## Selected excerpt
Lodge Card Club Raided: Doug Polk Calls It a Witch Hunt
Texas State Police and the TABC descended on The Lodge Card Club in Round Rock, Texas, shutting down one of the state’s most high-profile poker venues and forcing the cancellation of an upcoming World Poker Tour tournament. The club is co-owned by three of poker’s biggest online personalities: Doug Polk, Brad Owen, and Andrew Neeme. The raid, which Polk attributes to a liquor license dispute, has ignited a fierce debate about Texas poker regulation and the legal gray zone that card clubs operate in.
Texas State Police and TABC Storm Round Rock’s Premier Poker Club
What Happened on Raid Day
On Tuesday, agents from the Texas Alcoholic Beverage Commission (TABC), operating alongside Texas State Police, conducted a raid on The Lodge Card Club located in Round Rock, Texas. The operation targeted one of the fastest-growing poker venues in the United States, a club that had built a national reputation under the stewardship of three recognizable poker professionals. Law enforcement entered the premises, and the club was effectively shut down for the duration of the operation.
According to reporting from Gambling911 [1], the raid reportedly centers on the establishment’s liquor license, not on the legality of the poker games themselves. That distinction matters enormously under Texas law, where the line between legal card room operation and illegal gambling has always been razor-thin. The TABC is the state agency responsible for regulating the sale and service of alcohol, and any violation of licensing conditions can trigger enforcement action with serious operational consequences.
Doug Polk, who built his brand as a high-stakes cash game player and YouTube personality before co-founding The Lodge, took to social media almost immediately after the raid became public. He described the action as a “witch hunt” and moved quickly to reassure the club’s player base that their funds held at the venue remain secure. His response was fast, direct, and clearly aimed at preventing a bank-run style panic among members.
Who Owns The Lodge Card Club
The Lodge Card Club is co-owned by three figures who collectively command millions of followers across YouTube and social media. Doug Polk is the most prominent, known globally for his high-stakes poker content and his 2021 heads-up match against Daniel Negreanu. Brad Owen and Andrew Neeme are both celebrated for their poker vlog content, having documented the live poker grind for years before transitioning into venue ownership.

## Things to do
(a) Name the co-owners of The Lodge Card Club given in the article about the club's raid.
(b) Write the next part of the article about the raid on The Lodge Card Club, picking up after its final sentence.

## Raw data
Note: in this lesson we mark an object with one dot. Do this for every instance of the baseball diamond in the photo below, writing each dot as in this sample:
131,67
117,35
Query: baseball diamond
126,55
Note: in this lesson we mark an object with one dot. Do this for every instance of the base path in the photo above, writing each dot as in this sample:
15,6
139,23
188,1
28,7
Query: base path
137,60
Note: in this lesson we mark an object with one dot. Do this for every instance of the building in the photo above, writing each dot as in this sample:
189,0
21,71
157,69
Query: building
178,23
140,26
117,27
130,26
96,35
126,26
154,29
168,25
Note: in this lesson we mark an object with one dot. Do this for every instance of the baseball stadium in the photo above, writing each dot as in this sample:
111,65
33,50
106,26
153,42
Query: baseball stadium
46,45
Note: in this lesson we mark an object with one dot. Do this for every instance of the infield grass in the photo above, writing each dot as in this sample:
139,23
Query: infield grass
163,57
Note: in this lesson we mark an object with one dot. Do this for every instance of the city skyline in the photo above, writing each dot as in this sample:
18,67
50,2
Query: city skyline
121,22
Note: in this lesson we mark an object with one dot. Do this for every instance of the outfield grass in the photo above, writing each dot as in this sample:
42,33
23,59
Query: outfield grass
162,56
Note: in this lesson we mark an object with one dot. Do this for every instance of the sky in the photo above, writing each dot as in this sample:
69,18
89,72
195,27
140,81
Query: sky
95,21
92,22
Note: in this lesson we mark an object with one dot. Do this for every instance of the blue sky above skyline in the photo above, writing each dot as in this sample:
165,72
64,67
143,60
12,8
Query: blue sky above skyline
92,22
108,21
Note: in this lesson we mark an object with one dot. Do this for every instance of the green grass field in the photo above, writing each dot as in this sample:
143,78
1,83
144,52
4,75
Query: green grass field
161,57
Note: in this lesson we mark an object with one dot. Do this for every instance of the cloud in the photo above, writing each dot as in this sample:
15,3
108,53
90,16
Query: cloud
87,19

## Set of answers
(a) Doug Polk, Brad Owen, and Andrew Neeme.

(b)
The trio opened The Lodge with an explicit goal: build a world-class poker room in Texas that could compete with the best card clubs in California and Nevada. By most measures, they succeeded. The venue attracted major tournament series, professional players, and a loyal recreational player base. The involvement of three social media-native owners also meant the club had an unusually direct communication channel to its community, which Polk activated immediately after Tuesday’s raid.
WPT Tournament Cancelled and Players Left in Limbo
The Immediate Fallout for Competitors
The most concrete casualty of the raid was a World Poker Tour (WPT) tournament scheduled to take place at The Lodge the weekend immediately following Tuesday’s enforcement action. The WPT event was cancelled outright, leaving registered players scrambling for information about refunds, rebooking, and alternative arrangements. For many players, a WPT stop represents months of planning, travel bookings, and buy-in funds already committed.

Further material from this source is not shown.